● What you are asked to do
When the line containing "column 938, row 858" appears in the data below, begin copying there and stop only after the line containing "column 1024, row 651".

● Excerpted data
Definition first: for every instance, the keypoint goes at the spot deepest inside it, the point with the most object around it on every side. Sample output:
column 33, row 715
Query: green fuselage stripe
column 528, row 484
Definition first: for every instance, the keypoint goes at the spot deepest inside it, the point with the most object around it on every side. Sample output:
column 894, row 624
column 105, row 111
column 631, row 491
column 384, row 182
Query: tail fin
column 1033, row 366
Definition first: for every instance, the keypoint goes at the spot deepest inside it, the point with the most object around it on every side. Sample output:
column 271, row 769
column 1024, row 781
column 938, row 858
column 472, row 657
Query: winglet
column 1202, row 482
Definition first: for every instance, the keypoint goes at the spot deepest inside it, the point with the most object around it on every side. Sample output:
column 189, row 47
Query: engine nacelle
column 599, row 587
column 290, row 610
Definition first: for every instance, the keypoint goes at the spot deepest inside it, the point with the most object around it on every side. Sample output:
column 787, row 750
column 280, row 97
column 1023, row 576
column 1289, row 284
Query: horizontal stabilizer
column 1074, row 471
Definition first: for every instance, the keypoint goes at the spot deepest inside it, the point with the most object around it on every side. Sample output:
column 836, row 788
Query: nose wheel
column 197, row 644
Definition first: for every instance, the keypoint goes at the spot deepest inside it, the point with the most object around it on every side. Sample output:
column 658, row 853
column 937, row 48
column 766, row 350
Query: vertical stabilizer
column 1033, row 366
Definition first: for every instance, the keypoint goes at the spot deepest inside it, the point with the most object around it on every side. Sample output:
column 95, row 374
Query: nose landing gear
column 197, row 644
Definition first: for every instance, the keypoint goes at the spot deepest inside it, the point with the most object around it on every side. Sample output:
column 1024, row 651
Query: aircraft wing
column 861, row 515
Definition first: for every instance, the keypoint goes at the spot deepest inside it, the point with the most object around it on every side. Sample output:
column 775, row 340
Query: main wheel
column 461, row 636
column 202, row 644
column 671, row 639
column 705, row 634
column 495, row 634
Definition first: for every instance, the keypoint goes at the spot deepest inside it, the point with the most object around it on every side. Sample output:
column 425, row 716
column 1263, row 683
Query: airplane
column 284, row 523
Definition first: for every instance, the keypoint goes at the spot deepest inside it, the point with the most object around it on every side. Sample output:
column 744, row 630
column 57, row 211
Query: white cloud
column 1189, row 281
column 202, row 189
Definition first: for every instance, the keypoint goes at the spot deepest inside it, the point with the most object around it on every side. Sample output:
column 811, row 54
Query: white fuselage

● Response to the task
column 938, row 858
column 472, row 657
Query: winglet
column 1202, row 482
Definition first: for every instance, the keypoint goes at the spot deepest inside it, the point with the most object around it on every side. Sample output:
column 189, row 47
Query: engine nacelle
column 599, row 587
column 290, row 610
Definition first: for every instance, the keypoint goes at the spot deepest inside it, the point with the most object around it on every side. Sample output:
column 787, row 750
column 280, row 97
column 1023, row 576
column 1289, row 284
Query: horizontal stabilizer
column 1074, row 471
Definition first: for every instance, the keypoint goes at the spot deepest inside it, the point with the most object around it on every side. Sample output:
column 836, row 788
Query: nose wheel
column 197, row 644
Definition first: for every instance, the keypoint goes at the spot deepest inside it, the point with the most object around it on every side. Sample output:
column 658, row 853
column 937, row 48
column 766, row 350
Query: vertical stabilizer
column 1033, row 366
Definition first: for every instance, the keypoint goes at the spot deepest inside it, the point with the most object around it on every side. Sample output:
column 95, row 374
Query: nose landing gear
column 197, row 644
Definition first: for every instance, the keypoint goes at the spot deepest inside it, the point with the most object around it on every side. Sample output:
column 1024, row 651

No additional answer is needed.